Passage shown START

Recent advances in molecular immunology have unmasked the crucial mechanisms that inhibit anti-tumor immune responses in vivo. In particular, regulatory T (Treg) cells, which are a distinct lymphocyte lineage that inhibits both adaptive and innate immunity[9], have received a great deal of attention. Treg cells can also hinder the anti-tumor activity of CIK cells[10,11]. Thus, strategies aimed at depleting Treg cells may increase the efficacy of CIK cells.

A number of studies have shown that some chemotherapeutic agents, in addition to their direct cytotoxic effects on tumor cells, possess the ability to modulate anti-tumor immune responses[12,13]. Cisplatin (DDP) is one of the conventional anticancer agents endowed with immunomodulating features. It can sensitize tumor cells to lysis by NKG2D-expressing lymphocytes by up-regulating the expression of the NKG2D ligand (NKG2DL) on tumor cells[14]. It may also increase the vulnerability of tumor cells to Fas ligand (FasL)-positive immune effectors by increasing Fas expression on the targets[15]. However, there have been no studies characterizing the potential suppressive effects of DDP on Treg cells.

In this study, to investigate whether DDP can enhance the anti-tumor activity of CIK cells, we used a combined therapy consisting of pretreatment with DDP followed by adoptive CIK therapy in a murine colon adenocarcinoma model. A marked T cell-dependent synergistic anti-tumor effect was observed. Preconditioning chemotherapy with DDP also increased the infiltration of CD3+ T lymphocytes into the tumor mass and reduced the percentage of both intratumoral and splenic Treg cells, suggesting a potential mechanism underlying the immunostimulatory capacity of DDP. These results provide an immunological rationale for the combined chemoimmunotherapy and suggest a potential clinical modality for the treatment of patients with colorectal cancer.

Passage shown END
Dataset START

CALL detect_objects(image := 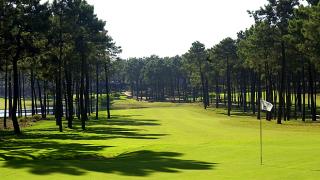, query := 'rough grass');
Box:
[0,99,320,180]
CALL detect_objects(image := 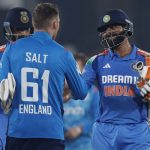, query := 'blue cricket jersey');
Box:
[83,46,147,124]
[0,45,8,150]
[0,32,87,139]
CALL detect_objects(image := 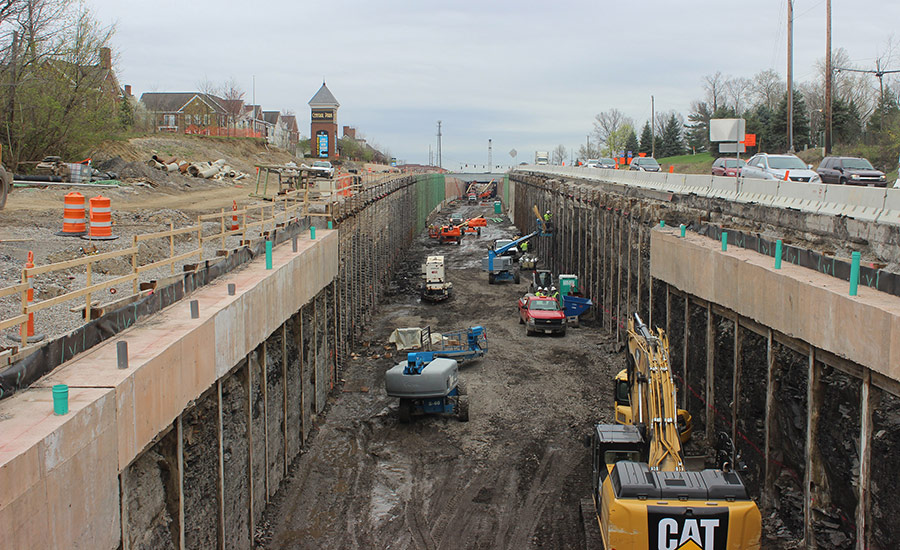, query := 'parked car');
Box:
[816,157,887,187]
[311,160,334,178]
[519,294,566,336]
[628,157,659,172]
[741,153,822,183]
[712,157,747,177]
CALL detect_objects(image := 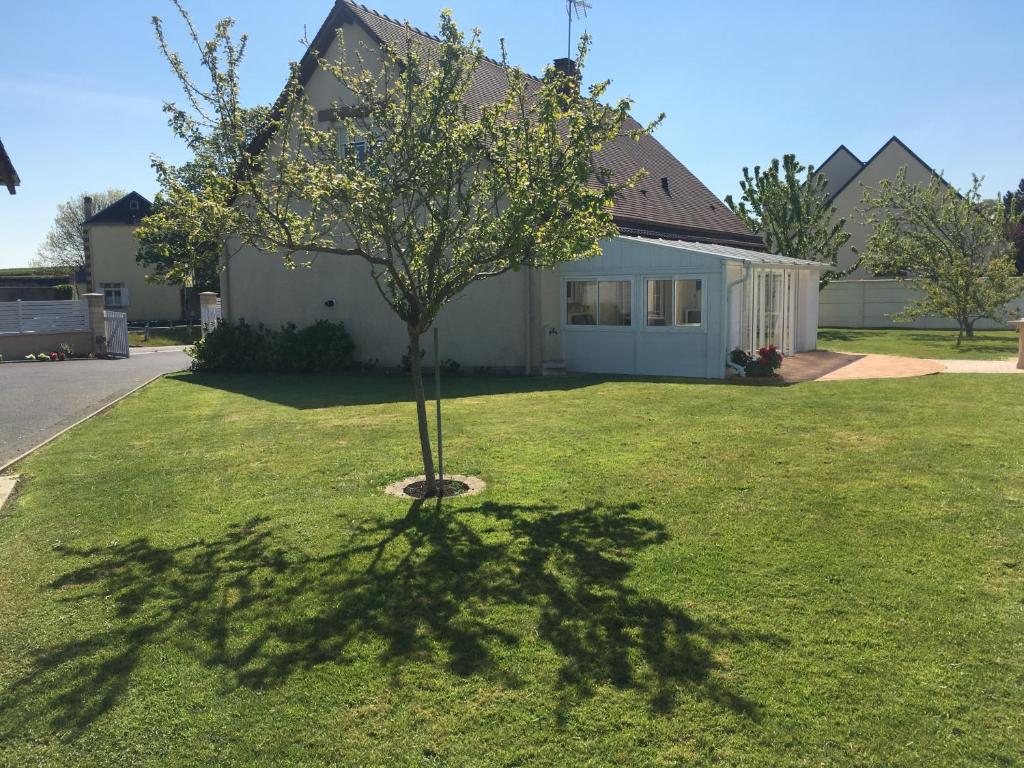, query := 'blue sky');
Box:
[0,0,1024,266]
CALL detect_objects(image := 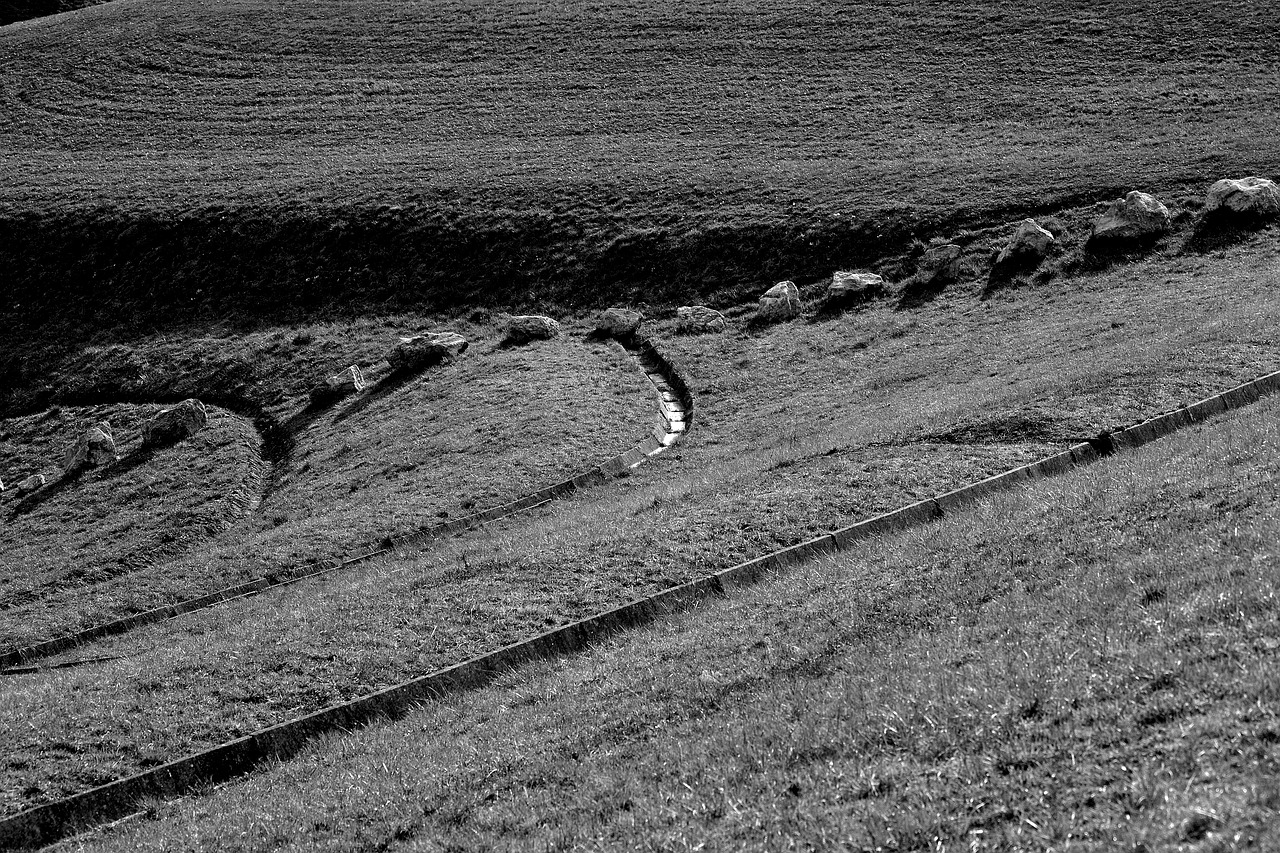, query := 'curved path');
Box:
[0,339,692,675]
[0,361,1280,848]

Dataset END
Dataset START

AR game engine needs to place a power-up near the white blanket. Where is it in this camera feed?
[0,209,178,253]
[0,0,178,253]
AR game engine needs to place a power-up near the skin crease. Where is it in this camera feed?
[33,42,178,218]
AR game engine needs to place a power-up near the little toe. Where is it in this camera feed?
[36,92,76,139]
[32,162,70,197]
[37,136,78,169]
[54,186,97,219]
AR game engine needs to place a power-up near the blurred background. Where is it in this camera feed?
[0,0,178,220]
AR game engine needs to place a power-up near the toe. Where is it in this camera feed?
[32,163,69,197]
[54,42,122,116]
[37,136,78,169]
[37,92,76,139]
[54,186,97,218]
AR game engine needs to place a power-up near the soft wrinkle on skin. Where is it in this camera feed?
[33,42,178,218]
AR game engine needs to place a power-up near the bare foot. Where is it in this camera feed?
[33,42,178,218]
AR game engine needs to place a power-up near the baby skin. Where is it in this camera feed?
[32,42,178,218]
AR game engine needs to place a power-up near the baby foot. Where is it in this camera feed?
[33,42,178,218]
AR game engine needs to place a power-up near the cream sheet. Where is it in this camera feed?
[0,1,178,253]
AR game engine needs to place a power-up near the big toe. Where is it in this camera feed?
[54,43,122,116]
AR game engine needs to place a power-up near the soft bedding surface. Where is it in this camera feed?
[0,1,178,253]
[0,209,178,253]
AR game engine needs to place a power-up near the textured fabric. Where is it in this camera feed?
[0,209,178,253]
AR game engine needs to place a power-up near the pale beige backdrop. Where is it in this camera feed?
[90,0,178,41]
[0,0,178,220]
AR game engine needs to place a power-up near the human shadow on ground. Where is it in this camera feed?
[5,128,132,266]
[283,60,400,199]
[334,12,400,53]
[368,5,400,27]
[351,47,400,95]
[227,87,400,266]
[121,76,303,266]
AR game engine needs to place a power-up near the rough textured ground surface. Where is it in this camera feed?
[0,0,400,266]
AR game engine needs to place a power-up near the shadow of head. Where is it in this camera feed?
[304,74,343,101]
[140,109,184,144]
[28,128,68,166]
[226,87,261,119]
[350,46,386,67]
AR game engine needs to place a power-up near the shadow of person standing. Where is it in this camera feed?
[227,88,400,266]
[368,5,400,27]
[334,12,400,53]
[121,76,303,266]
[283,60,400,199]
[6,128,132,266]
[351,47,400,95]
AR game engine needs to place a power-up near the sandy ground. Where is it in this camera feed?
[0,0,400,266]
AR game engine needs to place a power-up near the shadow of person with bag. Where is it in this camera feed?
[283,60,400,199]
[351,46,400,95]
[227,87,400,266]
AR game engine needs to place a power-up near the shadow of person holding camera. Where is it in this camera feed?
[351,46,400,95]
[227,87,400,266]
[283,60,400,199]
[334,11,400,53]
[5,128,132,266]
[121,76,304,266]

Dataset END
Dataset START

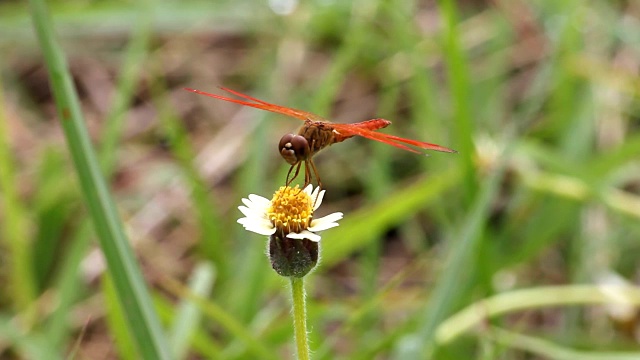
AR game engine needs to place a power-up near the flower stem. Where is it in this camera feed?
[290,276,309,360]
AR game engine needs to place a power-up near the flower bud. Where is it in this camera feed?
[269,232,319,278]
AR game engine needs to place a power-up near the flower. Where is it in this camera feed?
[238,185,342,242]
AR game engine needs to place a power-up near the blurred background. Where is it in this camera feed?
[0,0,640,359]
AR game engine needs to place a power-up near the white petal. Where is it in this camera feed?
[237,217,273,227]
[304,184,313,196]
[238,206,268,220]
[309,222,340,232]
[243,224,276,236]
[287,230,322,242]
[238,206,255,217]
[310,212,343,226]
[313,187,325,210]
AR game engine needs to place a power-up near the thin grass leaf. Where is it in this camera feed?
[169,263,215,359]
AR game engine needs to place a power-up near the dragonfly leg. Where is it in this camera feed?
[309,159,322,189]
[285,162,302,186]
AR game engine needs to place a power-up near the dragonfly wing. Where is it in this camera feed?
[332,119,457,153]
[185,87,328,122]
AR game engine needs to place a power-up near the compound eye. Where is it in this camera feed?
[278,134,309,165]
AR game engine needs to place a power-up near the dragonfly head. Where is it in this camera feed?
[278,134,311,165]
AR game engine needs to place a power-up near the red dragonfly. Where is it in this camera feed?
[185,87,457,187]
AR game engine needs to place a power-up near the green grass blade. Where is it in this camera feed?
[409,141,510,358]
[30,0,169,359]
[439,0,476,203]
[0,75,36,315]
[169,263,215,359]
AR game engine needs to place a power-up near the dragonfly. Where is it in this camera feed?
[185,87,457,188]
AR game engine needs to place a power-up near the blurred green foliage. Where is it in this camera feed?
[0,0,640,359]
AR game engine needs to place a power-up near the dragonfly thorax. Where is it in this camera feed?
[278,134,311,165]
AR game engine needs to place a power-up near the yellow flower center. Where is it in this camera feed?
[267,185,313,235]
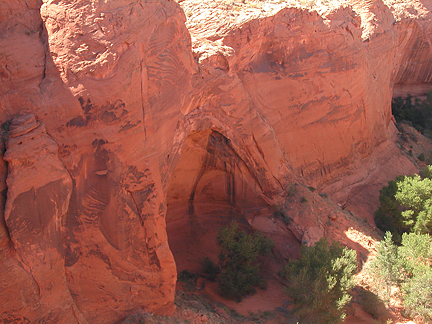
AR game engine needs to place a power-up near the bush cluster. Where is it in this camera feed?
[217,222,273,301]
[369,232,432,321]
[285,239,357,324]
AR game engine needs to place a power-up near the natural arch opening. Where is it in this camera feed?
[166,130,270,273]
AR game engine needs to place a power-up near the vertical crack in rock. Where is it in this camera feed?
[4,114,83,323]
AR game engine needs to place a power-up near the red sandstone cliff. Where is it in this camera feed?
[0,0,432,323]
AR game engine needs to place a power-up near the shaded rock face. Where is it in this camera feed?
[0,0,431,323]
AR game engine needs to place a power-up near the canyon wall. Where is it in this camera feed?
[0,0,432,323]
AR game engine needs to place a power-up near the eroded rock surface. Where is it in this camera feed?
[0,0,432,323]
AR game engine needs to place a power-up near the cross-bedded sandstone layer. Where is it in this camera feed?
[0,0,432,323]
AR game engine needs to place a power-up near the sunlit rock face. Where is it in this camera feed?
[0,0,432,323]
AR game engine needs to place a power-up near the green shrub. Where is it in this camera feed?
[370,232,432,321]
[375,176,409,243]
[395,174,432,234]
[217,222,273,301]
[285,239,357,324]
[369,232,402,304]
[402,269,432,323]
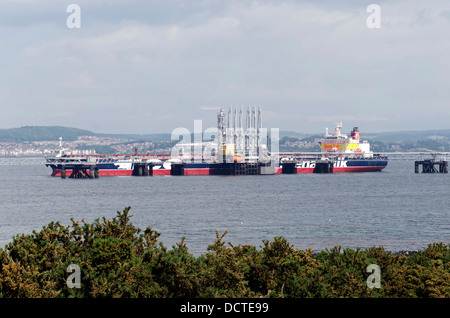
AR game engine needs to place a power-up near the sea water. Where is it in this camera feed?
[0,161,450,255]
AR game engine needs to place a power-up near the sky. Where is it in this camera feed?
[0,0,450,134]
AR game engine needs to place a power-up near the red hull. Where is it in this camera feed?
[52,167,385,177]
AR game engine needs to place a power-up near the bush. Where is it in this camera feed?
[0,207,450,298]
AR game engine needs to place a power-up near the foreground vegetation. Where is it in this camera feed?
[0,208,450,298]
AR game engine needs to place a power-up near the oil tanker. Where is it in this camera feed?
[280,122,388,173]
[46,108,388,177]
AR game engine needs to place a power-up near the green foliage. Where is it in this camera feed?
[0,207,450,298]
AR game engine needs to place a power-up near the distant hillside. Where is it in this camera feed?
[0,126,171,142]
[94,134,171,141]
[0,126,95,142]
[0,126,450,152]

Dataset END

-- Task directions --
Write out the part of the passage on cisplatin and CIK cells above, starting with "Recent advances in" and going on through "of CIK cells.", word for word.

-- Final answer --
Recent advances in molecular immunology have unmasked the crucial mechanisms that inhibit anti-tumor immune responses in vivo. In particular, regulatory T (Treg) cells, which are a distinct lymphocyte lineage that inhibits both adaptive and innate immunity[9], have received a great deal of attention. Treg cells can also hinder the anti-tumor activity of CIK cells[10,11]. Thus, strategies aimed at depleting Treg cells may increase the efficacy of CIK cells.